Norberto Avena, procurador de Justiça no Estado do Rio Grande do Sul. Especialista em concursos públicos, fez parte de comissões organizadoras de diversos certames destinados ao ingresso na carreira do Ministério Público. Palestrante e conferencista.

Não se ignora a soberania das decisões do Tribunal do Júri, pois esta decorre do mandamento inscrito no art. 5º, XXXVIII, da Constituição Federal, em que é “reconhecida a instituição do júri, com a organização que lhe der a lei, assegurados: (…) c) a soberania dos veredictos”.

Independentemente, não se pode ignorar que, em certos casos, têm os tribunais mitigado esse atributo, determinando a prevalência, direta ou indireta, de soluções comandadas pelos juízes togados.

Considere-se, para ilustrar, a hipótese de revisão criminal manejada contra decisão do conselho de sentença por ocasião de julgamento popular. Ingressada essa ação autônoma visando à desconstituição de veredicto, no caso de procedência, sempre defendi a posição de que, em nome da soberania das decisões do júri, não seria lícito ao órgão colegiado competente do tribunal, ao prover a revisão criminal, absolver o réu, cabendo-lhe, isto sim, a determinação de que novo julgamento pelo júri fosse realizado. Sem embargo, há precedentes – e muitos – em sentido oposto, emanados, inclusive, do próprio Superior Tribunal de Justiça, no sentido de que “não há ofensa à soberania do veredicto do Tribunal do Júri se, em juízo revisional, absolve-se, desde logo, o réu, desconstituindo-se a injusta condenação” (Recurso Especial 1.304.155/MT, DJ 01.07.2014).

########

### Partes do exercício
a: Resuma em duas frases o texto sobre a soberania do júri.
b: Segundo o texto sobre a soberania do júri, em que dispositivo da Constituição Federal está assegurada a soberania dos veredictos?
c: Dê sequência ao texto sobre a soberania do júri a partir da última frase apresentada.
Os registros não são usados em nenhuma tarefa.

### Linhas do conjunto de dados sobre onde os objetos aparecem
########

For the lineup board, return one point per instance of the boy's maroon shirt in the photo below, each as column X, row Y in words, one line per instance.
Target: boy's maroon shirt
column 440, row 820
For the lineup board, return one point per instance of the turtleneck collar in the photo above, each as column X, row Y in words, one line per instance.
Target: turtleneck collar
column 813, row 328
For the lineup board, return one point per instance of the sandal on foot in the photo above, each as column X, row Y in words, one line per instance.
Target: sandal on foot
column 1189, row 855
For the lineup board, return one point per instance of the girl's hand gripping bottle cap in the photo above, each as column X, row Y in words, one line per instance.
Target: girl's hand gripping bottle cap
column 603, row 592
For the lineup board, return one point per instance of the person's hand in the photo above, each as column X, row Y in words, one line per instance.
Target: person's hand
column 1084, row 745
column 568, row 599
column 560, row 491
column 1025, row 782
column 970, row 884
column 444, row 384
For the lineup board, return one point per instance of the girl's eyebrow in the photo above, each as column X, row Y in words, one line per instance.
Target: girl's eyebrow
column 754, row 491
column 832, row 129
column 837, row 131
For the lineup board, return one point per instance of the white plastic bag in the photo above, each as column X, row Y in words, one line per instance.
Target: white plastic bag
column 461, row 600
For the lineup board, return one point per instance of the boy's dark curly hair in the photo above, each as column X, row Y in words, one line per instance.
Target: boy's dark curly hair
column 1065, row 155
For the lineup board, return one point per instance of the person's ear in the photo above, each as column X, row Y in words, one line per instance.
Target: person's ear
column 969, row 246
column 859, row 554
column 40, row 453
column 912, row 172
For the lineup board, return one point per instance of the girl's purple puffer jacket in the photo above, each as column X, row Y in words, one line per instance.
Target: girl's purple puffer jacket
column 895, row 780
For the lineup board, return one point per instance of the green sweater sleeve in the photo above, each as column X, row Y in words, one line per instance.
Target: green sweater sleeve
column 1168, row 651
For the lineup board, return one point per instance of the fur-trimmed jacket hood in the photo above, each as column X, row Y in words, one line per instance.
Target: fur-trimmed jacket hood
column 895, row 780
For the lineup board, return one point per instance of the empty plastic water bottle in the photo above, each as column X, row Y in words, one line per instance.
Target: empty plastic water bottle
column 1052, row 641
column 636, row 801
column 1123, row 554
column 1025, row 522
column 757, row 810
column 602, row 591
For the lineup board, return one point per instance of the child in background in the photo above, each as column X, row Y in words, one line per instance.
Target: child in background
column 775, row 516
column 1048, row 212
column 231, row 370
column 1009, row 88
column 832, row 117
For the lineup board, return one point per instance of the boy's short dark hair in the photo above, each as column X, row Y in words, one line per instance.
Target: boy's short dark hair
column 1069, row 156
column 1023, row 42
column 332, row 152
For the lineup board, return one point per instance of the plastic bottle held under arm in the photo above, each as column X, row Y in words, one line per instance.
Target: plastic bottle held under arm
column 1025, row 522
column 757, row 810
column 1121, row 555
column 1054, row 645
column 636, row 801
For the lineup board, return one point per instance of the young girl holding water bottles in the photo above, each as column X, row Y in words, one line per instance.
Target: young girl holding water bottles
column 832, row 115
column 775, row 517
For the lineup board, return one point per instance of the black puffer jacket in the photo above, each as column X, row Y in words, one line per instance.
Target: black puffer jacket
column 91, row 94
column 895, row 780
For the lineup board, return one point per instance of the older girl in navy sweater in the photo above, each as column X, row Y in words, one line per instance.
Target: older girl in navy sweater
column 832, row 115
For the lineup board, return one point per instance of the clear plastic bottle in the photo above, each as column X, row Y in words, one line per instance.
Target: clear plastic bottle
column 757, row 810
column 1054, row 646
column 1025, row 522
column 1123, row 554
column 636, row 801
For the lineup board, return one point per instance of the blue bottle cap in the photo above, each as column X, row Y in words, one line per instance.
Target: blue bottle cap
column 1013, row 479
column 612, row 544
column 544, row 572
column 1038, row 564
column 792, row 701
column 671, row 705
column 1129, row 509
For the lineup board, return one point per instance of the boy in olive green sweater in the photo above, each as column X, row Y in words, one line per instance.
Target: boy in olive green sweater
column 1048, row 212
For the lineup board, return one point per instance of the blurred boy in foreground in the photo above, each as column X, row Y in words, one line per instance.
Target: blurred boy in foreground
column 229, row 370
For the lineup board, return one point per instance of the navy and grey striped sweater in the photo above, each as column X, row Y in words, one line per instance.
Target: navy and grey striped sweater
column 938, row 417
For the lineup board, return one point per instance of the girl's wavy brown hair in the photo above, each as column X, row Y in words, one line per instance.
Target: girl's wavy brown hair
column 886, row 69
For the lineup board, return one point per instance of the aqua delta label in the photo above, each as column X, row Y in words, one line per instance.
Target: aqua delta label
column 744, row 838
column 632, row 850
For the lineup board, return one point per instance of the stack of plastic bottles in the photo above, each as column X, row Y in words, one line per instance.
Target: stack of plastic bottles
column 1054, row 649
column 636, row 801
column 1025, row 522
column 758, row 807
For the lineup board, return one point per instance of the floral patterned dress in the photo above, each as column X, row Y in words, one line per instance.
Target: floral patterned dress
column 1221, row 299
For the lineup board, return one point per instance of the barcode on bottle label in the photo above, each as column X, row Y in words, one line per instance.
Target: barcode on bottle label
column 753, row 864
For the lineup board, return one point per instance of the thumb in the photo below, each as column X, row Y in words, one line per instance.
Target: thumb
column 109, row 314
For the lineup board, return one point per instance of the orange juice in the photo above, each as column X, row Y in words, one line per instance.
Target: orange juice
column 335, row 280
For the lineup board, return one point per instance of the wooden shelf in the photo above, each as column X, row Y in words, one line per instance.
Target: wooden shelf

########

### Tarefas resolvidas
a: A soberania dos veredictos do Tribunal do Júri está assegurada no art. 5º, XXXVIII, da Constituição Federal, mas os tribunais, em certos casos, a têm mitigado em favor de soluções comandadas pelos juízes togados. Na revisão criminal contra veredicto do júri, o texto defende que o tribunal, ao prover a ação, deve determinar novo julgamento pelo júri em vez de absolver o réu, embora existam muitos precedentes em sentido oposto, inclusive do Superior Tribunal de Justiça.

b: No art. 5º, XXXVIII, alínea c, da Constituição Federal.

c:
Outro exemplo de mitigação da soberania do veredicto popular pode ser constatado na decisão que, sob o rótulo da proibição à reformatio in pejus indireta, mantém a reprimenda fixada em anterior julgamento pelo júri anulado a partir de recurso exclusivo da defesa. Imagine-se que, condenado pelo tribunal do júri pela prática de homicídio simples, tenha a defesa apelado e, no tribunal competente, logrado anular o julgamento para o efeito de submeter o réu a novo júri. Considere-se que, nesse novo julgamento, resolvam os jurados, agora, condená-lo por homicídio qualificado, o que conduziria ao aumento da pena imposta em comparação com a preteritamente fixada. Ora, tal situação implica reformatio in pejus indireta, já que recurso exclusivo da defesa redundou, ao fim e ao cabo, em agravamento da condição jurídica do réu. Pois bem, tal desiderato, que por muito tempo foi admitido a título de exceção à vedação da reformatio in pejus indireta, agora é rechaçado em diversos colegiados, detectando-se, inclusive no âmbito dos tribunais superiores, julgamentos compreendendo que não pode o acusado, na renovação do julgamento, ser condenado a pena maior do que a imposta na decisão anulada, ainda que com base em circunstância não reconhecida no julgamento anterior (STJ, Habeas Corpus 178.850/RS DJ 13.09.2013). Ora, queira-se ou não, é evidente que isto implica no afastamento do resultado determinado pelos Jurados que, no caso concreto, pretenderam ver o réu punido mais severamente pelo crime de que acusado.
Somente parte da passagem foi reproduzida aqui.